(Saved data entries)

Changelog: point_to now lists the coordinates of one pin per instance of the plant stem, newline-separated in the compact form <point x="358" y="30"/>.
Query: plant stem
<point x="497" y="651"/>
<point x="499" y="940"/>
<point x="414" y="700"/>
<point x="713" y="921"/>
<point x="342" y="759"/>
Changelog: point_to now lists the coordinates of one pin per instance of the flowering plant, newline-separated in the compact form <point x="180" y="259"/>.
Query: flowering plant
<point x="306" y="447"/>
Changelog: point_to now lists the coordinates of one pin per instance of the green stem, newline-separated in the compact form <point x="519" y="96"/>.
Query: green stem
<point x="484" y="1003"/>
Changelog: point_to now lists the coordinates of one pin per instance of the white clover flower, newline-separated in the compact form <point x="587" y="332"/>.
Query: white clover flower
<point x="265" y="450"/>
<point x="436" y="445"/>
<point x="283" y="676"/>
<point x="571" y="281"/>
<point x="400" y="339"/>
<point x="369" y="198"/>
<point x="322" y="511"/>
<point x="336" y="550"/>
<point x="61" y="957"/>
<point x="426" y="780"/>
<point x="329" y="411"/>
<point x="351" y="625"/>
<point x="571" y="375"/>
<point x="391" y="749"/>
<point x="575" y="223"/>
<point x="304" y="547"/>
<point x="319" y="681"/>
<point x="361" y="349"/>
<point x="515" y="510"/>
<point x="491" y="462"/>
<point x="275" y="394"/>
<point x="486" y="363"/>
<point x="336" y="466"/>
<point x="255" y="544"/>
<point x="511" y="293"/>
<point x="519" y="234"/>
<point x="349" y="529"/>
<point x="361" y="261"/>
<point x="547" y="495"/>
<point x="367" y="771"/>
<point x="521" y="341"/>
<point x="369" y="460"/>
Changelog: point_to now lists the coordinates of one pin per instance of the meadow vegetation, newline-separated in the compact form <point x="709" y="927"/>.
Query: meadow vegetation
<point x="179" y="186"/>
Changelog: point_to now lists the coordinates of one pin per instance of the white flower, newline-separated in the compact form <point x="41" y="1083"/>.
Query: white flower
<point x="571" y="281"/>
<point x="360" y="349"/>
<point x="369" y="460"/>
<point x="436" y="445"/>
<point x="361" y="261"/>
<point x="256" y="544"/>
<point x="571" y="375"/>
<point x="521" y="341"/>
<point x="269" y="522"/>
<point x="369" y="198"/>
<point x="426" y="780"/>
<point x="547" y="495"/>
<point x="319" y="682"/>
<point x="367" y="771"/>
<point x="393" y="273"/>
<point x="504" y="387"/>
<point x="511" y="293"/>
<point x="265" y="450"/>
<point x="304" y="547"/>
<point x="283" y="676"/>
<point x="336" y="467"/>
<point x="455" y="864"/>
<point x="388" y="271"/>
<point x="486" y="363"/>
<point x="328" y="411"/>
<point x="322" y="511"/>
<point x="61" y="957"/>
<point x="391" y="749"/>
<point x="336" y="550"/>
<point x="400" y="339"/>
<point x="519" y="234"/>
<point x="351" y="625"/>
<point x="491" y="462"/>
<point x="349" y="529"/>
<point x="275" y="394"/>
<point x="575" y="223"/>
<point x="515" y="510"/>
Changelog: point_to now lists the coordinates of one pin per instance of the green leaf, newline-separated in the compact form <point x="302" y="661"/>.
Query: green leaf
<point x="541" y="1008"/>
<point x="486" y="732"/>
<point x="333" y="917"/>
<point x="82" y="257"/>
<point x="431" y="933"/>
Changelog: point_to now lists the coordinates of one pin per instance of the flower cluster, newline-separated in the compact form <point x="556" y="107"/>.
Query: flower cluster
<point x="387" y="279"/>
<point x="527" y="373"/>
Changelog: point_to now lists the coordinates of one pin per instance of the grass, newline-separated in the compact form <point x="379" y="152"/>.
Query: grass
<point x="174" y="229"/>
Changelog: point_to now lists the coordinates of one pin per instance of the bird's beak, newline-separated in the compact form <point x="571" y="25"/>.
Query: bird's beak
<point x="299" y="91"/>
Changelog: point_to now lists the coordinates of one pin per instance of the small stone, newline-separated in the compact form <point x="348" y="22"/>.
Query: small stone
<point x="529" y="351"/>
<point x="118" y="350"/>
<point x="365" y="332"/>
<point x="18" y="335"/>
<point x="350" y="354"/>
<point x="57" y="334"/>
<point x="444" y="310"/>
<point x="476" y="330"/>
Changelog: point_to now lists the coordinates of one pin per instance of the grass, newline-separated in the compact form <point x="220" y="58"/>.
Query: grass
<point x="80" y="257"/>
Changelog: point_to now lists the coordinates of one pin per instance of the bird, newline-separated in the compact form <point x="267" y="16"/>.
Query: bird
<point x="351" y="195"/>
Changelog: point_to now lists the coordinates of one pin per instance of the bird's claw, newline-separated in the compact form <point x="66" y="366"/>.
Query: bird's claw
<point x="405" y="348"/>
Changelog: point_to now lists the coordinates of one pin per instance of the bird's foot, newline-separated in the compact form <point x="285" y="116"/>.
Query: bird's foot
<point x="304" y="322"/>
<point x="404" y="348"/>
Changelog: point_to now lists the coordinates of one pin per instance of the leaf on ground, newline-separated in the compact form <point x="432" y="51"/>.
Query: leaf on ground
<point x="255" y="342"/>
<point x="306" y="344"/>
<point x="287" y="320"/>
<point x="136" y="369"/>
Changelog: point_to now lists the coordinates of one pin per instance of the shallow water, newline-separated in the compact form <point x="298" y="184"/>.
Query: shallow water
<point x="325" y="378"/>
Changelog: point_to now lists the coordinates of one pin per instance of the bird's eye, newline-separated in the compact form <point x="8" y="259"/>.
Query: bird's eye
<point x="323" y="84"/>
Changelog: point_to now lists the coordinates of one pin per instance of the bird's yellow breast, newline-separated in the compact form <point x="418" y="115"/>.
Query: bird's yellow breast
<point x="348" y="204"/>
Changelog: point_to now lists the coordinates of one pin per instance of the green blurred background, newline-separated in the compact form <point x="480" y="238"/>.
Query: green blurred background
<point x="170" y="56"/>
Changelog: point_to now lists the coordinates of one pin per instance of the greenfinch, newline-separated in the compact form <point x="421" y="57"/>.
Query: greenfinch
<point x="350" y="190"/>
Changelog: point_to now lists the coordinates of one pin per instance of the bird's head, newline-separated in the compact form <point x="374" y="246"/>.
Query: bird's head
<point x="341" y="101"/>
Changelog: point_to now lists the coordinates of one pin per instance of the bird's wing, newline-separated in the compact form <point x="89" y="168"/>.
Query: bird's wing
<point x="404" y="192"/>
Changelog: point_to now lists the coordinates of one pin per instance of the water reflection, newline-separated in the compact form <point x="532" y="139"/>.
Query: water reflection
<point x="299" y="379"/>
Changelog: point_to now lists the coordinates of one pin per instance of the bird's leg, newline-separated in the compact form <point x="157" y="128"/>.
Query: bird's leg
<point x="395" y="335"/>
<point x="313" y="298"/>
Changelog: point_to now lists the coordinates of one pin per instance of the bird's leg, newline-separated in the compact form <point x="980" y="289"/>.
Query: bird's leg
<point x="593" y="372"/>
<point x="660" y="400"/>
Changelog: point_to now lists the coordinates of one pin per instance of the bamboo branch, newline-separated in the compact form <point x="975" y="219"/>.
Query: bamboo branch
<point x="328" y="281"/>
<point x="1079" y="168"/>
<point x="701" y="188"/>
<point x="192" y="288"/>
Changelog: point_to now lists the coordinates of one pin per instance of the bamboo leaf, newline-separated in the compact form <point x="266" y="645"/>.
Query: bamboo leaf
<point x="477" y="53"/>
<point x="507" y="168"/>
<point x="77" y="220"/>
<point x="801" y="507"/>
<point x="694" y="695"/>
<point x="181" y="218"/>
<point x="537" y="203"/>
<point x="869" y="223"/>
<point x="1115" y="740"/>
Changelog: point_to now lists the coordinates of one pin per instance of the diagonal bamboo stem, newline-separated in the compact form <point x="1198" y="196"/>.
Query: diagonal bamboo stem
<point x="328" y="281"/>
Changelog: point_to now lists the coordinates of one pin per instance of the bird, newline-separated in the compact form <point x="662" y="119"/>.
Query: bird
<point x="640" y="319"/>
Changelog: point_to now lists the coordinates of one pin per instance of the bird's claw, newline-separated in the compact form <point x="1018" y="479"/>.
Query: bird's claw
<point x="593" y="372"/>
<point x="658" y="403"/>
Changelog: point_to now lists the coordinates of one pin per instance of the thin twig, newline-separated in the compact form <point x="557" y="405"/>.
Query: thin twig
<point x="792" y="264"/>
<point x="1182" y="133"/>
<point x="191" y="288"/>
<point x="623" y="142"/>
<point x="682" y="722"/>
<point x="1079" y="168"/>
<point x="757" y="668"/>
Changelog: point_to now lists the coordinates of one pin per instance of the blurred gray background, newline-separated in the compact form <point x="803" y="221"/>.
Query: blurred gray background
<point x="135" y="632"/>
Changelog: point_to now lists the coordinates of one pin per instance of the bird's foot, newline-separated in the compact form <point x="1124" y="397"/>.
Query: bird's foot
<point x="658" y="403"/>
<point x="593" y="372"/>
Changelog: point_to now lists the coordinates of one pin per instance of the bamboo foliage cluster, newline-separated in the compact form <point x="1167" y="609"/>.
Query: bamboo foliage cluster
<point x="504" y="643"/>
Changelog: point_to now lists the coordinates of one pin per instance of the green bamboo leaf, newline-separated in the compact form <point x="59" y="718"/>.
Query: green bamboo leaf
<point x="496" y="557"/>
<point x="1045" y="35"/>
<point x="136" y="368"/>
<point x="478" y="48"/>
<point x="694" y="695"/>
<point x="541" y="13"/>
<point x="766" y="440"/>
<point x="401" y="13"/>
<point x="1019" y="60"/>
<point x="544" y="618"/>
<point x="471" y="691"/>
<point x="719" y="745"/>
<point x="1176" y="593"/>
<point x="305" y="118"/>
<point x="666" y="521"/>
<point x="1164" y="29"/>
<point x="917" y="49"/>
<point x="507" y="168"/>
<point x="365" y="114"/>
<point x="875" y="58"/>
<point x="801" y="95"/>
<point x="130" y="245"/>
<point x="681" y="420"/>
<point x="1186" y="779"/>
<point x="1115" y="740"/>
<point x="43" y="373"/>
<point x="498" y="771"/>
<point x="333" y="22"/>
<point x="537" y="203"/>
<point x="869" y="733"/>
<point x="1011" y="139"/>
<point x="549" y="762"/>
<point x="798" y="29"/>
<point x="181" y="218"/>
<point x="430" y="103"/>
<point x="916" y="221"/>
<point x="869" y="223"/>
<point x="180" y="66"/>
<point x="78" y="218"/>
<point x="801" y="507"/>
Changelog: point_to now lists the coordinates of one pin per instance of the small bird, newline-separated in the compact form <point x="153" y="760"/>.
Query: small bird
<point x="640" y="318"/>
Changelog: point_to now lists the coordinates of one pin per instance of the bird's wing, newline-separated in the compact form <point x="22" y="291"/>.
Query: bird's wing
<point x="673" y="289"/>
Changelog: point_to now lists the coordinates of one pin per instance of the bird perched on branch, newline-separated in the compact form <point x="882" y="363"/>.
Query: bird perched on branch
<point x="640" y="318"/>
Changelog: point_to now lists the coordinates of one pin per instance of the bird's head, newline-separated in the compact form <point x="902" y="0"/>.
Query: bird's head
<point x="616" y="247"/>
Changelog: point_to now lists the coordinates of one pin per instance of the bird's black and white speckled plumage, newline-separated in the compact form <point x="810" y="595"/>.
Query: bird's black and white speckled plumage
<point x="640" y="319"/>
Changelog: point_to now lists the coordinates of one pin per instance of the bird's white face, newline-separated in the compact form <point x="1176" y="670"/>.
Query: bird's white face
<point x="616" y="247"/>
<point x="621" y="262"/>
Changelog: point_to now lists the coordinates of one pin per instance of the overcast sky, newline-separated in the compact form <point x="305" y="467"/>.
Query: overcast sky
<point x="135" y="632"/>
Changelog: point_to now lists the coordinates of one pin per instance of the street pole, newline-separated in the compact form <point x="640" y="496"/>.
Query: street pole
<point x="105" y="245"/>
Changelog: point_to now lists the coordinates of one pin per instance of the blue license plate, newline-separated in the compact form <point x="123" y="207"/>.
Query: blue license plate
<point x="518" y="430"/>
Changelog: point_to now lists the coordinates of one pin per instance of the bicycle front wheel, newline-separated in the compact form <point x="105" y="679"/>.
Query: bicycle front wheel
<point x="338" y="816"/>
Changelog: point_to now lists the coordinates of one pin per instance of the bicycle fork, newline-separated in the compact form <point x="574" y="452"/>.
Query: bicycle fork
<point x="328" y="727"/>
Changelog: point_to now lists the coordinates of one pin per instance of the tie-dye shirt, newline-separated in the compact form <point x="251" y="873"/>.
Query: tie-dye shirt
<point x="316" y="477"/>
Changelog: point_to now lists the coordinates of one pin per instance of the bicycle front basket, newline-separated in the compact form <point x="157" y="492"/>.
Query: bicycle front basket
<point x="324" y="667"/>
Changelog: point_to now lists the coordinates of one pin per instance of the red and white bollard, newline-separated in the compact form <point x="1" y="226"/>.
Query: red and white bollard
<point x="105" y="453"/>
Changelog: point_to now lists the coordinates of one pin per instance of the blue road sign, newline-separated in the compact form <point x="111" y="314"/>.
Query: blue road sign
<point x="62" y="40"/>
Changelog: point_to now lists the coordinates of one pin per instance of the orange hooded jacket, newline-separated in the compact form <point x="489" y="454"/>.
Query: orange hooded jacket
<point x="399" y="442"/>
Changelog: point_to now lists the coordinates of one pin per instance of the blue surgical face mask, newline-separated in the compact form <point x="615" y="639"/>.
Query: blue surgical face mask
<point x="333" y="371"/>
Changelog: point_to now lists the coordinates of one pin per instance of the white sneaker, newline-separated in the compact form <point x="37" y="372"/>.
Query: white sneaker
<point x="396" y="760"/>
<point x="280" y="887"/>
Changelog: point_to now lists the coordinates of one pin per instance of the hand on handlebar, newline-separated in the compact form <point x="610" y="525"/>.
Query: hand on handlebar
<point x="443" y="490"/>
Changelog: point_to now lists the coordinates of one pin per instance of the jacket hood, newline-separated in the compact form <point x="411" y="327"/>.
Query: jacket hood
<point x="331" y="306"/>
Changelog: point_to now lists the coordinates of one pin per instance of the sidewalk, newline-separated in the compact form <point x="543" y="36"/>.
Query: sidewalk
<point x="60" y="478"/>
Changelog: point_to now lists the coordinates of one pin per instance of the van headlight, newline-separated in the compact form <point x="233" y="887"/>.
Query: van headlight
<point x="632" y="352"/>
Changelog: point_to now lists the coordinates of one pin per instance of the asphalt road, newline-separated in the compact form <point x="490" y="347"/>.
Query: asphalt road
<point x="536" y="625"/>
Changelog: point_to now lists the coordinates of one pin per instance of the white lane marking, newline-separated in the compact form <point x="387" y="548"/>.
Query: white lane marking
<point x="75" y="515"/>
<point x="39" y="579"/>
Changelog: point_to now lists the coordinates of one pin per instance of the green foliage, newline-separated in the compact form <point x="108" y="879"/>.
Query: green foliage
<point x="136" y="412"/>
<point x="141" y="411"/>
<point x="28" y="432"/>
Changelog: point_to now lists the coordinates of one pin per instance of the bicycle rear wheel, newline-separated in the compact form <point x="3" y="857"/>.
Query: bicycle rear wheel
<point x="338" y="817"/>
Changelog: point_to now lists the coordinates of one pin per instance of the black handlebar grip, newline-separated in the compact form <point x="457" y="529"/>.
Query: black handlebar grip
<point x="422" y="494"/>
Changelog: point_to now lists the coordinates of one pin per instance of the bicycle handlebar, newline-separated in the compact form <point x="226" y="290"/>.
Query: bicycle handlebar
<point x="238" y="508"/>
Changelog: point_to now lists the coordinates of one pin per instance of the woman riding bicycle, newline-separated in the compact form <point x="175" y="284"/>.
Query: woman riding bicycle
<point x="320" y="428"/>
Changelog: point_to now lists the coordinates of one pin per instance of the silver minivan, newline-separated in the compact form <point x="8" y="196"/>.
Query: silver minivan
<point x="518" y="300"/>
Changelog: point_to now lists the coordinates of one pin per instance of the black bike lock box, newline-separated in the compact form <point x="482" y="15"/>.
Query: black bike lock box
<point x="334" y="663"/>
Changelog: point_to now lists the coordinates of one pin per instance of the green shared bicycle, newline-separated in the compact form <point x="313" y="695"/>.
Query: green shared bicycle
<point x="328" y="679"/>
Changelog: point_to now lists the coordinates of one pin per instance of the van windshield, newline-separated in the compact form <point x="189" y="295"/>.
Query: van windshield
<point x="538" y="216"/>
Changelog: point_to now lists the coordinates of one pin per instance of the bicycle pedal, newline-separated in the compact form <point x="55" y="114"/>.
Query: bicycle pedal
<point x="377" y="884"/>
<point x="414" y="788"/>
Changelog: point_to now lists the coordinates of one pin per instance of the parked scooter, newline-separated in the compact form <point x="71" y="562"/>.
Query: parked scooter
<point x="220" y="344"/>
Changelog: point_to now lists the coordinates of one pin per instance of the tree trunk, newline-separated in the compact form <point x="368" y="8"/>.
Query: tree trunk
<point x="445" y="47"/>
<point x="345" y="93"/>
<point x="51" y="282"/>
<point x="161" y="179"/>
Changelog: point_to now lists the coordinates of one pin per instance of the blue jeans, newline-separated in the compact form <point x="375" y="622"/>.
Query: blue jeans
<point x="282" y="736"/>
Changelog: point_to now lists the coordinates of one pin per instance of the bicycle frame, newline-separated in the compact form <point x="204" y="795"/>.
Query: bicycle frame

### [INSTRUCTIONS FOR THE TASK]
Print the lines from the one containing "blue jeans, newline-separated" through the end of the records, including both of those lines.

### [SOLVED EXERCISE]
Changelog: point_to now lists the coordinates of one pin per instance of the blue jeans, newline-separated in the compact form <point x="375" y="622"/>.
Query: blue jeans
<point x="282" y="736"/>
Changelog: point_to now lists the coordinates of one pin per instance of the bicycle frame, newline-separated in the compact form <point x="204" y="795"/>.
Query: bicycle frame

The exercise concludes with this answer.